(Aim) Reproduce the material below word for word, omitting the pictures.

---------- Information given

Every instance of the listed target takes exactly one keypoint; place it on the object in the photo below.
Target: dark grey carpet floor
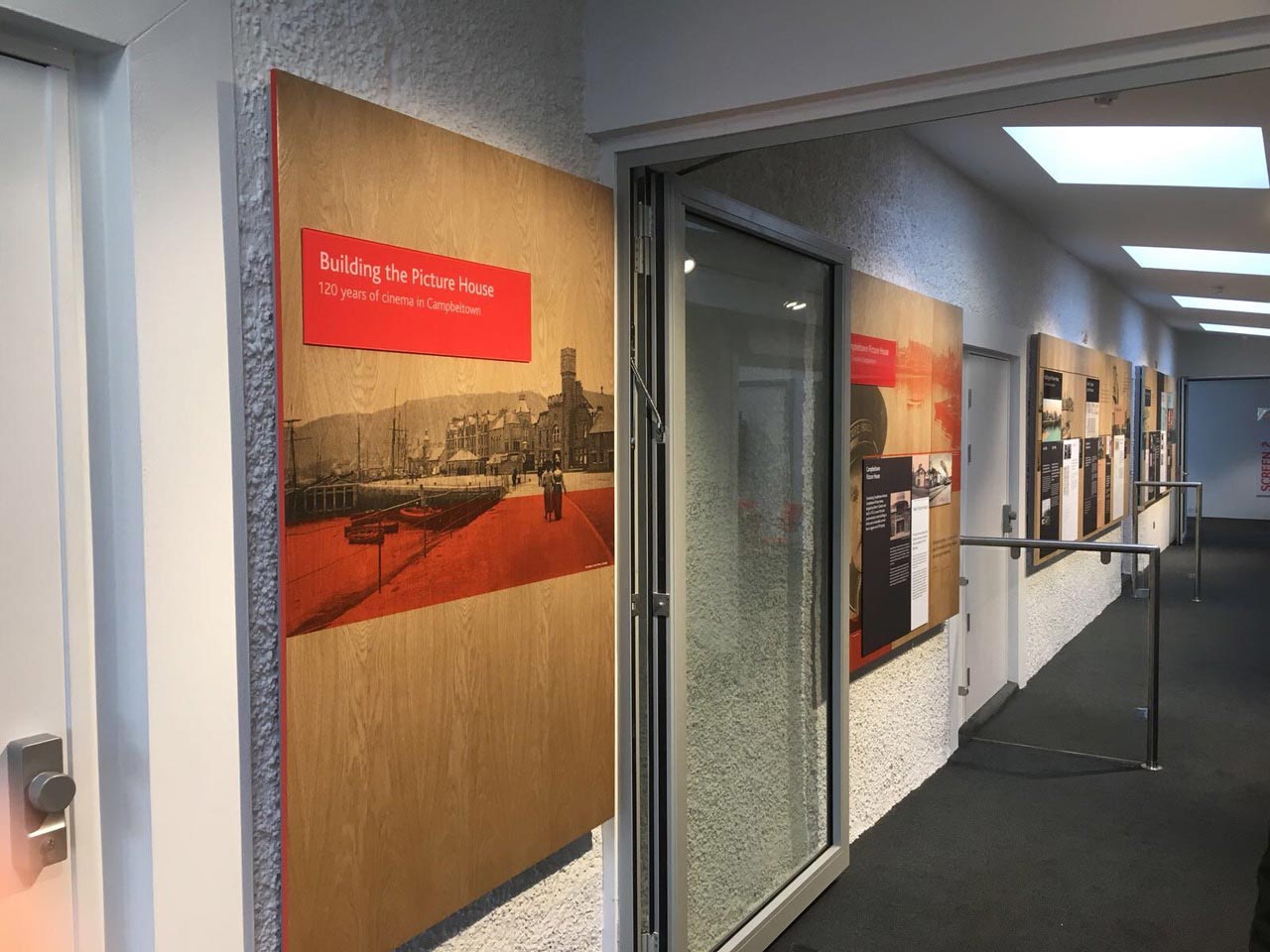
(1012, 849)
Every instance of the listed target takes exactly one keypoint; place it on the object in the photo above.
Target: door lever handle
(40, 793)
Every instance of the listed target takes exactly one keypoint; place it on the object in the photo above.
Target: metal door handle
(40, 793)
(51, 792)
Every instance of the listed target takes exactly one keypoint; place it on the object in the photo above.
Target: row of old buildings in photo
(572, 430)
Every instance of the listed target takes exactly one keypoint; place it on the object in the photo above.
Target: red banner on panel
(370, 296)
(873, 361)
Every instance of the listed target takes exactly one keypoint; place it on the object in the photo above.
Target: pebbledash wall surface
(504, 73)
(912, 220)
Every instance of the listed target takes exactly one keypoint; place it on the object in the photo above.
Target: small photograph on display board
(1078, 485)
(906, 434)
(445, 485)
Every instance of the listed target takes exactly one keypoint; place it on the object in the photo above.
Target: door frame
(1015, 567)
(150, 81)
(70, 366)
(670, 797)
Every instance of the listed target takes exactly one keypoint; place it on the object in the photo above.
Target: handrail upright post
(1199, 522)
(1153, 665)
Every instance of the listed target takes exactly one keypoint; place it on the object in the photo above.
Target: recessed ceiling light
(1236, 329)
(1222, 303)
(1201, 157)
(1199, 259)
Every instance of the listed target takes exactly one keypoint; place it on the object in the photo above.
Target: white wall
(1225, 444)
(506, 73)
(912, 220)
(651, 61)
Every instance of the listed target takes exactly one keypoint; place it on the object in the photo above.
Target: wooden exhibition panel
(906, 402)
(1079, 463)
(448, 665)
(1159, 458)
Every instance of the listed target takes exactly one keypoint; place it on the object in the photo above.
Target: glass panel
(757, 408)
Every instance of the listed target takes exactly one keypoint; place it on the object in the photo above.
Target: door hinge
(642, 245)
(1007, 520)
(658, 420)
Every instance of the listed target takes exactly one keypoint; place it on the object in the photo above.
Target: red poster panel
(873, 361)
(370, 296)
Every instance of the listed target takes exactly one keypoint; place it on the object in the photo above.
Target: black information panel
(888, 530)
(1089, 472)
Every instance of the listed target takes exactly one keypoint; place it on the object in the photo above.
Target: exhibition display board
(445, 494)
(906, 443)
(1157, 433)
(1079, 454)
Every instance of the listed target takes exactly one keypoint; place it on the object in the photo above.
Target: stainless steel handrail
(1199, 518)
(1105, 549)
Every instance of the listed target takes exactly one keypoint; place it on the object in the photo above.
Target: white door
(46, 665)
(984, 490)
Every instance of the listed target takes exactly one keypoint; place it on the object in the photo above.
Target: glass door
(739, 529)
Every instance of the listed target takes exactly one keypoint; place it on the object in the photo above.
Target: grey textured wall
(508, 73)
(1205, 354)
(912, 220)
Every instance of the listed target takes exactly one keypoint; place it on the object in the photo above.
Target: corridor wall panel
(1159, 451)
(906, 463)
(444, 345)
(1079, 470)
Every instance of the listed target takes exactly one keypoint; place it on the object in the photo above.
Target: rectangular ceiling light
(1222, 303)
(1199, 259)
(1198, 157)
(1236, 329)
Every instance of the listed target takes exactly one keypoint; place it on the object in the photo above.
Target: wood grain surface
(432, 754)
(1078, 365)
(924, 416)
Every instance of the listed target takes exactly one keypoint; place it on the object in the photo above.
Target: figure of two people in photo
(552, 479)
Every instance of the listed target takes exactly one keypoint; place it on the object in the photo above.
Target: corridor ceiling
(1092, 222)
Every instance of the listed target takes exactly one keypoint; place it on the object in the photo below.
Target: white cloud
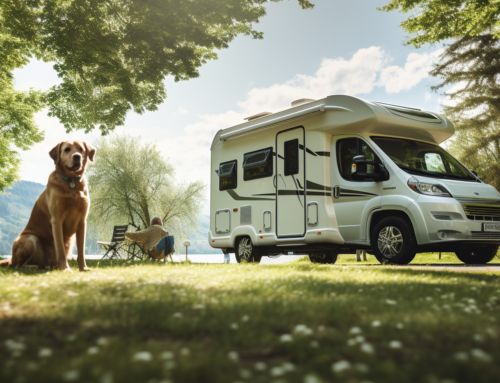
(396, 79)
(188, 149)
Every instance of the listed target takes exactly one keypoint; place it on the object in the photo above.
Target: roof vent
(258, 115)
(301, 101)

--------------------

(Task output)
Every instance of the listed target takes exactly one keypoint; place it on the object in the photo below.
Target: dark grey carpet floor
(1012, 849)
Every instance of the listed target takes exactly one keypoint; place it on the object in the photo above.
Target: door lever handle
(40, 793)
Every instance of the listed target takes exactly one keypoint; place it on the object in the photo above.
Target: metal door handle
(40, 793)
(51, 792)
Every instance of the listed target takes exactly one keypoint; place it on the object in the photo above.
Target: row of old buildings in photo
(572, 430)
Every instance of the listed target takes exactly one keypoint; place it on the object in the photo above.
Target: red banner on panel
(370, 296)
(873, 361)
Every instance of the listed target takes exactly one keypoint; place it on the object in the photo above.
Target: pebbledash wall surface
(504, 73)
(912, 220)
Every instance of the listed target takes exactly one keypoint; place it on the object in the photo above.
Target: small photograph on display board
(1078, 485)
(906, 434)
(445, 485)
Every instance of the listed target takes exactly one keypoint; place it on the object in the photo above.
Target: door frame
(1015, 567)
(150, 81)
(70, 366)
(670, 797)
Every instance of the listed target takes exactly one keypoint; place it on the object in the photo above.
Target: handrail upright post
(1199, 522)
(1153, 665)
Every instance of the listed target takes exactly one keypoint; place it on the object in the photo above.
Target: recessed ceiling light
(1236, 329)
(1222, 303)
(1201, 157)
(1199, 259)
Every instance of the listed target takes exactly one keypoint; place it on the object in the photo above.
Target: white wall
(1225, 444)
(506, 73)
(912, 220)
(651, 61)
Every instance of the listed target takes exactly one keypoint; place it on the object in the photo above.
Target: wooden exhibition panel
(906, 402)
(1079, 463)
(448, 665)
(1159, 458)
Every instance of the listed target takes exactly one keypoint; place it on the object in the photo above.
Target: glass panel
(757, 408)
Every instance of the listed target takes exactly one keypoint; place it on the object in the photo above.
Target: door hinge
(642, 245)
(1007, 520)
(658, 420)
Every instance of the listed target takes exactly one keypoint; place it on the object in the photo above.
Target: red poster panel
(873, 361)
(370, 296)
Every instance of the listed target takes exactly one keypoint; place it on the object in the photo above.
Target: black information panel
(888, 530)
(1089, 472)
Every instance of the listed target takes exactly one keypoint; place it on the object in the photo above.
Target: exhibition display board
(445, 494)
(906, 443)
(1157, 433)
(1079, 454)
Every instance of the listed target takes exactly one keypoint; place it on the object in the photo above.
Target: stainless steel handrail
(1199, 518)
(1105, 549)
Every instance of the listed target takes exactly one keypoint; place it on the object in the photo above.
Target: white door
(46, 665)
(984, 490)
Every instance of the listed target takes exactly one keypoint; place it on the object in the photo above.
Target: glass door
(739, 529)
Every instance of the listed target takes exactly one keypoint; place it on the object in the photo above.
Target: grey textured wall
(508, 73)
(1205, 354)
(912, 220)
Every instance of the listed target takes exactly one keypoint; place it on the object in the photo above.
Target: corridor wall panel
(1159, 451)
(906, 463)
(444, 345)
(1079, 470)
Every instance of the listed target takes exactly one keypoint; place it on the object in the photo above.
Target: rectangular ceiling light
(1222, 303)
(1199, 259)
(1198, 157)
(1236, 329)
Every instance of the listed target takes exactly one keypoint; place it on the object in the photo above.
Target: wood grain surface
(432, 754)
(1078, 365)
(924, 416)
Every instance of the listed target takes exactly one keypoint; place it on the object in the photo above.
Target: figure of two people in photo
(552, 479)
Every instance of the listed target takes exactly one keypoint; place it on the object in the photo above.
Target: corridor ceiling
(1092, 222)
Every instance of the listed target takes exactly one keypoint; place it on the object in the photo below.
Target: white cloud
(396, 79)
(188, 149)
Every instance of the listed target takes exactly one keypoint; place it on the object in the photo above.
Target: roof vent
(258, 115)
(301, 101)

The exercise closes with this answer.